Solicitudes:
1. Enumere todas las realidades a las que, según la reflexión, se puede entregar el corazón.
2. Actualice la reflexión en el tramo que va desde "De eso se trata" hasta "amar. Caminemos juntos!", poniendo "deseo" en lugar de "anhelo".
3. Según la reflexión, ¿con qué tropezamos cuando tratamos de repartir pedazos de nuestro corazón aquí y allá?

La vida es camino

Creo que una buena imagen para comprender la vida es la del camino. Sí, la vida es un camino. Y vivir se trata de aprender a andar ese camino único y original que es la vida de cada uno.
Y si la vida es un camino -un camino lleno de paradojas- nuestra tarea de vida es simplemente aprender a caminar, aprender a vivir. Y como todo aprender, el vivir es también un proceso de vida.
Se trata entonces de aprender a caminar, aprender a dar nuestros propios pasos, a veces pequeños, otras veces más grandes. Se trata de aprender a caminar con otros, a veces aprender a esperarlos en el camino y otras veces dejarnos ayudar en el camino. Se trata de volver a levantarnos una y otra vez cuando nos caemos. Se trata de descubrir que este camino es una peregrinación con Jesucristo hacia el hogar, hacia el Padre.
Y la buena noticia es que si podemos aprender a caminar, entonces también podemos aprender a vivir, podemos aprender a amar... Podemos aprender a caminar con otros...
De eso se trata este espacio, de las paradojas del camino de la vida, del anhelo de aprender a caminar, aprender a vivir, aprender a amar. Caminemos juntos!

viernes, 24 de febrero de 2017

«No se inquieten»

Domingo 8° durante el año – Ciclo A

«No se inquieten»

Queridos hermanos y hermanas:

            El evangelio de este domingo (Mt 6, 24-34) sigue desarrollando el tema de la «justicia superior» que Jesús propone a sus discípulos (cf. Mt 5,20), la “justicia del corazón”. Y lo hace desde la perspectiva del servicio a Dios y de la confianza plena en Él.

Nadie puede servir a dos señores

            En el primer versículo del texto evangélico Jesús nos dice: «Nadie puede servir a dos señores, porque aborrecerá a uno y amará al otro, o bien, se interesará por el primero y menospreciará al segundo. No se puede servir a Dios y al Dinero» (Mt 6,24).

            Las palabras de Jesús son claras. «Nadie puede servir a dos señores. No se puede servir a Dios y al Dinero.» Si queremos participar plenamente del Reino de los cielos –en este tiempo y en el tiempo futuro-; si queremos vivir esa «justicia superior» que procede de un corazón totalmente entregado a Dios, entonces tenemos que decidirnos.

            Y precisamente Jesús nos llama a decidirnos cuando nos advierte: «Nadie puede servir a dos señores». Y nadie puede hacerlo porque nadie puede entregar totalmente su corazón a dos señores al mismo tiempo. Tenemos que decidirnos.

            Con esto Jesús nos señala una profunda verdad humana y existencial: solamente a una persona, a un sueño, a un ideal, o a una realidad podemos entregar el corazón. Porque el corazón humano está hecho para entregarse de forma indivisa.

            Cuando tratamos de repartir pedazos de nuestro corazón aquí y allá, entonces tropezamos con la mediocridad y la frustración. Lo experimentamos en el día a día: en nuestras relaciones personales, en nuestras decisiones laborales y en nuestras más profundas opciones de vida.

Entradas proporcionadas:
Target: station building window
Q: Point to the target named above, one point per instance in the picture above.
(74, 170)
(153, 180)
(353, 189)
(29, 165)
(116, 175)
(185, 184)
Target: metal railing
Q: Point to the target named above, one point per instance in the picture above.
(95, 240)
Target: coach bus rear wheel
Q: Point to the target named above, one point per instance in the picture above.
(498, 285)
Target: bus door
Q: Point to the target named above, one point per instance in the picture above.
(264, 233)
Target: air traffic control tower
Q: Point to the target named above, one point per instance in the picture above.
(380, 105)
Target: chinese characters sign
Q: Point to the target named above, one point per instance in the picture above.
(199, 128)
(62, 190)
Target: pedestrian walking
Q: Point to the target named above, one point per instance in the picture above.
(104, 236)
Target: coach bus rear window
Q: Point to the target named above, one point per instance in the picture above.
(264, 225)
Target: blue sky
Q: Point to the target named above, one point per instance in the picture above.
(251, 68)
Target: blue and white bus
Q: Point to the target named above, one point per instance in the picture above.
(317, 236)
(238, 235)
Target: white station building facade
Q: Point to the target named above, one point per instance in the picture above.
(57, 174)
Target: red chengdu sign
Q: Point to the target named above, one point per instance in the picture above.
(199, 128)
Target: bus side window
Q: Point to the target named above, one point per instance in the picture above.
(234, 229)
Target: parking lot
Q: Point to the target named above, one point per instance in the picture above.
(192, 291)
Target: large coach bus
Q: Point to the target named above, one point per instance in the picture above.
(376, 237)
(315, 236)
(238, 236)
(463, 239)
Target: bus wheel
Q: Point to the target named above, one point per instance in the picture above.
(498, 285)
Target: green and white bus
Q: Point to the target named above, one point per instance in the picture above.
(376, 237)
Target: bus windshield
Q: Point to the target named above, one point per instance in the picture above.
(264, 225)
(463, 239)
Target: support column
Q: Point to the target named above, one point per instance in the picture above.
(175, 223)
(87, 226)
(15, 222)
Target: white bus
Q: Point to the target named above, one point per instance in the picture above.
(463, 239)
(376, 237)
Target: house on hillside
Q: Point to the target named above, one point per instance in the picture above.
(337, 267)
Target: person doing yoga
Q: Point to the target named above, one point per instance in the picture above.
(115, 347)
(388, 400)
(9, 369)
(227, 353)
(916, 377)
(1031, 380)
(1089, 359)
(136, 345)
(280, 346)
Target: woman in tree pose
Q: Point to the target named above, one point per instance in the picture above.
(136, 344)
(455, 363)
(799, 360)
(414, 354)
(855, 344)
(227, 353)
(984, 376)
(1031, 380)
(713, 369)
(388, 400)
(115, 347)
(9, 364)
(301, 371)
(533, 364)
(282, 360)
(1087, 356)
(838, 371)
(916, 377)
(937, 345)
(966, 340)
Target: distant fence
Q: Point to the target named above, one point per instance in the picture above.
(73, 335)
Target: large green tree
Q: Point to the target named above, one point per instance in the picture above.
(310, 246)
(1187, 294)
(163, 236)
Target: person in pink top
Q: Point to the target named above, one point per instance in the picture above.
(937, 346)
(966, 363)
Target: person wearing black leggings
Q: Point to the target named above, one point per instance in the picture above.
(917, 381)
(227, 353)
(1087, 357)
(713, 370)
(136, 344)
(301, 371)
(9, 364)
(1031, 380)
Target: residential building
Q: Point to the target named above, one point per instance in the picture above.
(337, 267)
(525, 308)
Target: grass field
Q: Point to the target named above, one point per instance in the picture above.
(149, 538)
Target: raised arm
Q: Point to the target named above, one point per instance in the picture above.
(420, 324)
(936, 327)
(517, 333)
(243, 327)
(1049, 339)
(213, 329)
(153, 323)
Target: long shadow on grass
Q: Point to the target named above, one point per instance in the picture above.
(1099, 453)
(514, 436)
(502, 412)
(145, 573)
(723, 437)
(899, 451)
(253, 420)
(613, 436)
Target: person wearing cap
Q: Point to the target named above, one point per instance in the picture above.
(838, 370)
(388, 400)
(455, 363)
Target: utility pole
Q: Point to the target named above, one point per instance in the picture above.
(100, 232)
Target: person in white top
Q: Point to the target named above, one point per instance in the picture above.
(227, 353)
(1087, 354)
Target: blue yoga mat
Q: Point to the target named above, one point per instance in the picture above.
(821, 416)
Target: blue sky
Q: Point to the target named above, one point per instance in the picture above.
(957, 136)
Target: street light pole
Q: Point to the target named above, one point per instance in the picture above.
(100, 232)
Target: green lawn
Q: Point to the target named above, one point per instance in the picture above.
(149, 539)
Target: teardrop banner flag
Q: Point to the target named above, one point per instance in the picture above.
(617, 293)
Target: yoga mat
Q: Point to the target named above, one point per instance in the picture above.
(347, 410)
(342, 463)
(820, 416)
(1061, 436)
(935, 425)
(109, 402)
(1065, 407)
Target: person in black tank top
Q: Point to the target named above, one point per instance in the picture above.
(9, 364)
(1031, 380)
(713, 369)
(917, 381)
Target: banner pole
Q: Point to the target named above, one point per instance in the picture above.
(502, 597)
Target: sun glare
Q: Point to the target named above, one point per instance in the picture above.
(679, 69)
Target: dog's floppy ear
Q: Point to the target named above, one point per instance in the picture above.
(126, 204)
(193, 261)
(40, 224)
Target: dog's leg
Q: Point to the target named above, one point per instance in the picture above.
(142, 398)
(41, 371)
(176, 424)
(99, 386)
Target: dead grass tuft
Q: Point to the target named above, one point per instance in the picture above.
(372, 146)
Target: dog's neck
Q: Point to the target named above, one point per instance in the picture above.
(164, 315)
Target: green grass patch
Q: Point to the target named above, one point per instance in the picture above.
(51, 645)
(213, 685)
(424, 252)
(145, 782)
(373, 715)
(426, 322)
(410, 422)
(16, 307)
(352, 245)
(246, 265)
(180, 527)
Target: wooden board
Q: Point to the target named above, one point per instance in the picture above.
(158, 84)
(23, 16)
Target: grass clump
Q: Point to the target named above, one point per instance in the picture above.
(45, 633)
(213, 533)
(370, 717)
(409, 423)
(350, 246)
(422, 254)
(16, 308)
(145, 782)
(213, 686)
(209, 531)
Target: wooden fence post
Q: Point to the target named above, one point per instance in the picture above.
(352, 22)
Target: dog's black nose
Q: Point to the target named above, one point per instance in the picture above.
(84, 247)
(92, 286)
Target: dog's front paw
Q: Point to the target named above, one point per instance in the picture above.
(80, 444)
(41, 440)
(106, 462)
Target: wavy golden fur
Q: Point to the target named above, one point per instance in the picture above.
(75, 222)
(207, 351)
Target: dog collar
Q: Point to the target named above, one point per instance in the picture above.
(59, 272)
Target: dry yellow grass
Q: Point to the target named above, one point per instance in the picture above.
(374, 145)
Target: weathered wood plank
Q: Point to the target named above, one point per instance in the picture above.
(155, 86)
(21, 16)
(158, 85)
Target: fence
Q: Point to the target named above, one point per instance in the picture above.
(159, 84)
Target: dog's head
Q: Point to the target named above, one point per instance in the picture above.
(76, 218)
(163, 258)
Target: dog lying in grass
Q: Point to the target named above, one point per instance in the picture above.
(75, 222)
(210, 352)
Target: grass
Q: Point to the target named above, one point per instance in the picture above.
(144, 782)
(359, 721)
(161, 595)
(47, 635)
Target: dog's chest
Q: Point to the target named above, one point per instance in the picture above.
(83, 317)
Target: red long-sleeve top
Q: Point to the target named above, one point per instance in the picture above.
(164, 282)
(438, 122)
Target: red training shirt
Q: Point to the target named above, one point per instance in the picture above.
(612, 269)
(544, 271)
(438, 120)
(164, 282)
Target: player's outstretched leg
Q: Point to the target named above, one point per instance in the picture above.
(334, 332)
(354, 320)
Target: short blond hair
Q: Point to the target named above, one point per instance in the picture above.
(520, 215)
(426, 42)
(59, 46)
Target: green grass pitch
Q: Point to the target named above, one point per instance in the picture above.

Soluciones:
1. Una persona, un sueño, un ideal y una realidad.

2.
De eso se trata este espacio, de las paradojas del camino de la vida, del deseo de aprender a caminar, aprender a vivir, aprender a amar. Caminemos juntos!

3. Con la mediocridad y la frustración.